> _GOAL OF THE EXERCISE_
The data below is to be transcribed word for word; pictures are to be excluded.

> _RECORDS FOR PROCESSING_
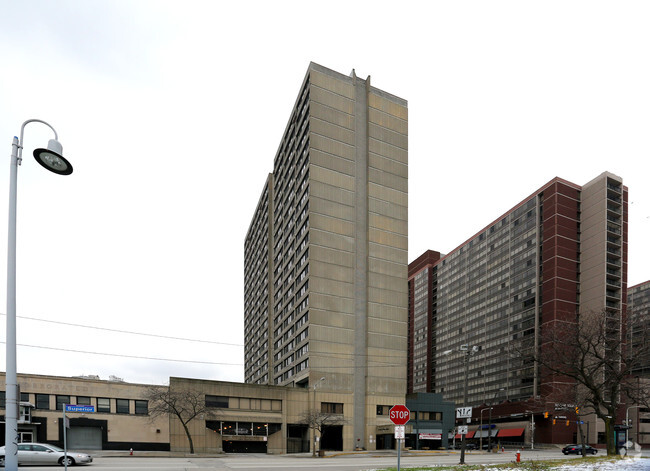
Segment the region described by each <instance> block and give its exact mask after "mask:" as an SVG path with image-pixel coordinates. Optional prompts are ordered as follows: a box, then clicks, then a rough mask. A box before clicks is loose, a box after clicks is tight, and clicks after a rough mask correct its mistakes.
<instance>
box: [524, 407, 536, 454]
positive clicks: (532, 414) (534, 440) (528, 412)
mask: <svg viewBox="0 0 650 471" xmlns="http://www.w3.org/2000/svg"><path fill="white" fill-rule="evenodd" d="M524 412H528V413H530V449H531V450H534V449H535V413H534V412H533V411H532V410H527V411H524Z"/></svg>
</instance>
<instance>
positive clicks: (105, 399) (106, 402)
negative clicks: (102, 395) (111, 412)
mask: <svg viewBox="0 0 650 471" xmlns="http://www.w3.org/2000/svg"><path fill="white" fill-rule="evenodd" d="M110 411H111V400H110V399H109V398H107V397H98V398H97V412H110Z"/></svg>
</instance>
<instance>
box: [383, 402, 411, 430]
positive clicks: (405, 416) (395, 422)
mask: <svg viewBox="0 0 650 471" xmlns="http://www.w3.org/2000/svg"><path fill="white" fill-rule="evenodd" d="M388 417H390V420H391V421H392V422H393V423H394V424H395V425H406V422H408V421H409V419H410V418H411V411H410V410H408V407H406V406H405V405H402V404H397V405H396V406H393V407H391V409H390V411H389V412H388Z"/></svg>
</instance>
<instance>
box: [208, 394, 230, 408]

> _SOLUTION FOR THIS EXERCISE_
Segment the region described by each <instance> block and give its exact mask after "mask:" as an SVG path with image-pixel coordinates. Optional prompts are ordered as follows: a box, then clicks, then a rough mask. A box before clicks is loose, a box after clicks is tight, and clicks after a rough mask correct its mistakes.
<instance>
box: [524, 407, 536, 454]
positive clicks: (532, 414) (534, 440) (528, 412)
mask: <svg viewBox="0 0 650 471" xmlns="http://www.w3.org/2000/svg"><path fill="white" fill-rule="evenodd" d="M524 412H528V413H530V449H531V450H534V449H535V413H534V412H533V411H532V410H527V411H524Z"/></svg>
</instance>
<instance>
positive clicks: (105, 399) (106, 402)
negative clicks: (102, 395) (111, 412)
mask: <svg viewBox="0 0 650 471" xmlns="http://www.w3.org/2000/svg"><path fill="white" fill-rule="evenodd" d="M110 411H111V400H110V399H109V398H107V397H98V398H97V412H110Z"/></svg>
</instance>
<instance>
box: [383, 402, 411, 430]
positive clicks: (405, 416) (395, 422)
mask: <svg viewBox="0 0 650 471" xmlns="http://www.w3.org/2000/svg"><path fill="white" fill-rule="evenodd" d="M388 417H390V420H391V421H392V422H393V423H394V424H395V425H406V422H408V421H409V419H410V418H411V411H410V410H408V407H406V406H405V405H402V404H397V405H396V406H393V407H391V409H390V411H389V412H388Z"/></svg>
</instance>
<instance>
box: [208, 394, 230, 408]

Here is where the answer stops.